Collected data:
+--

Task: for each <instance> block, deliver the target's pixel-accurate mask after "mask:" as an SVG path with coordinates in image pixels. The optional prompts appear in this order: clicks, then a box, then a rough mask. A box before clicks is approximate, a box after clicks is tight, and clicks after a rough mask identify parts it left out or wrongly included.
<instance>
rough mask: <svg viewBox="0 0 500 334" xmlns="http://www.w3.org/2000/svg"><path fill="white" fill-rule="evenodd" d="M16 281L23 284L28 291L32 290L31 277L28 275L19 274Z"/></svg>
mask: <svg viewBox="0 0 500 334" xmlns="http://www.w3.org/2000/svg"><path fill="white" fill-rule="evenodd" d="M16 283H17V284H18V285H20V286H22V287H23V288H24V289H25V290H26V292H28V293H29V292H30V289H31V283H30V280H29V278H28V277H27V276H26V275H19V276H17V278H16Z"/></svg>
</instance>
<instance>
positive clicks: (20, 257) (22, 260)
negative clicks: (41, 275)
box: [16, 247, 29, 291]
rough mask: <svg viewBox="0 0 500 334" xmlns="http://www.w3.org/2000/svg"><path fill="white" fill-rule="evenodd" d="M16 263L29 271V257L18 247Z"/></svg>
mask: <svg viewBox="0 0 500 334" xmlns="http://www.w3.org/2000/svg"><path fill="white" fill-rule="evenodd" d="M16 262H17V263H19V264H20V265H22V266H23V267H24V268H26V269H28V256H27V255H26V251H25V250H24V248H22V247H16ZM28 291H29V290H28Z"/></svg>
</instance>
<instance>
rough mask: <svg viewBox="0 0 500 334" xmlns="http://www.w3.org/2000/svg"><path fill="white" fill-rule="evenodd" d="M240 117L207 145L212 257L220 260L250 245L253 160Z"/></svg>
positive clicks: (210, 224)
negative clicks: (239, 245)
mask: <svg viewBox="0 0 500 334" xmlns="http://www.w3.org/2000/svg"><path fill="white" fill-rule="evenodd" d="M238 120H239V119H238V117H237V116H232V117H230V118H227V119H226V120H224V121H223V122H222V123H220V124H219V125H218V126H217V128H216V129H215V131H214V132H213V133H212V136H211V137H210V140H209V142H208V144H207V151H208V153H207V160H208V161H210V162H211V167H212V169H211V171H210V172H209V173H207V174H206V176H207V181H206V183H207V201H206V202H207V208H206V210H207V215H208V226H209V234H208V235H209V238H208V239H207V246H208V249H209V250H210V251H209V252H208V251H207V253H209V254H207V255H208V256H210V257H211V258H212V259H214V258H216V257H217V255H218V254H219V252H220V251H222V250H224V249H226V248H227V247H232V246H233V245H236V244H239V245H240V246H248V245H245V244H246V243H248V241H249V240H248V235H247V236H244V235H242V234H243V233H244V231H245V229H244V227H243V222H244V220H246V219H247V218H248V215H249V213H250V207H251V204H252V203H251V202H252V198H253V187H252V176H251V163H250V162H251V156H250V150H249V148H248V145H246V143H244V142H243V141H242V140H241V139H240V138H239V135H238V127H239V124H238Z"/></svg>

+--

> WORK INSTRUCTION
Report, from the entries above, each line where "positive" is found.

> TASK RESULT
positive clicks: (20, 257) (22, 260)
positive clicks: (210, 224)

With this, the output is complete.